> _DOCUMENT SOURCE_:
↓↓↓

Un chemin de Vie
Le 17 mars dernier, mon ami Driss Alaoui M’Daghri s’est rendu à Nice à l’invitation de Tedx Nice, dont l’objectif est de diffuser les idées créatrices à travers le monde. Il nous livre les leçons de son expérience…
Je rapporte, aussi fidèlement que je le puis, ses propos qui retracent son chemin de vie.
Dans ce magnifique décor du Centre Universitaire Méditerranéen, qui semblait avoir été installé pour lui par Paul Valery en 1933, Driss Alaoui avait affaire à de jeunes étudiants et créateurs qui attendaient de lui qu’il leur trace son « Chemin de Vie » comme on trace une piste, alors qu'ils se trouvent à ce moment crucial de leur vie où il s'agit de faire les premiers pas pour pénétrer dans cette jungle barbare et inextricable du monde mondialisant.
Il a commencé son exposé, comme on aurait pu ne pas s‘y attendre, par la perplexité:
Au commencement de tout, à la base de tout savoir, notre perplexité fait face aux énigmes du monde. Ces réflexions, forcément lapidaires, visent à partager quelques éléments d’expérience tirées du chemin de vie qui m’a amené à faire le parcours que j’ai fait et là où je suis, c’est-à-dire là où je me déclare volontiers « réfugié poétique ». Car parler de soi n’a d’intérêt que dans la mesure où cela nous éclaire à travers le singulier d’une vie, sur ce que l’on découvre d’universel dans chaque vie.

↑↑↑

> _MATÉRIEL RECUEILLI_:
↓↓↓

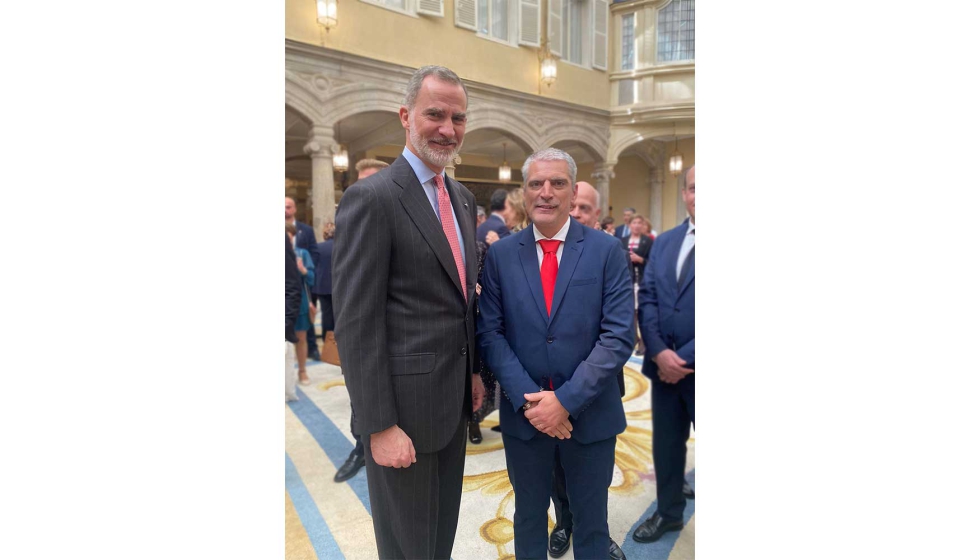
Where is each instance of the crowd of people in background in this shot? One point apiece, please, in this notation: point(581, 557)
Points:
point(411, 247)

↑↑↑

> _CONSIGNES DE TRAVAIL_:
**a.** D'après le texte sur le chemin de vie, à l'invitation de qui Driss Alaoui M'Daghri s'est-il rendu à Nice ?
**b.** Prolongez le texte sur le chemin de vie à partir de sa dernière phrase.

> _RÉPONSES AUX CONSIGNES_:
**a.** Il s'y est rendu à l'invitation de Tedx Nice.

**b.**
La distance, voire une certaine ironie par rapport aux choses, le plaisir de faire des choses simples, le partage et la rencontre avec les autres - indépendamment de leur origine, de leur race ou de leur religion - le sentiment que les choses ont un sens parce que fondées sur des valeurs universelles - sans renoncement à notre identité locale et à notre identité personnelle, la création et le rêve, c’est cela qui constitue mon chemin de vie.
Ce chemin a été ponctué par la diversité des expériences, l’intensité du vécu, la fécondité des rencontres et des échanges qui ont représenté, chaque fois, une opportunité exceptionnelle pour aller de l’avant, créer du lien et approfondir la connaissance de moi-même et des autres.
Je veux, ici, parodier Borges en disant « Toi, qui écoute, es–tu sûr de comprendre ma langue ? ». À quoi suis-je tenté d'ajouter « Toi qui parles, es-tu sûr de comprendre ta propre langue ? ».
Au commencement, un « ? ».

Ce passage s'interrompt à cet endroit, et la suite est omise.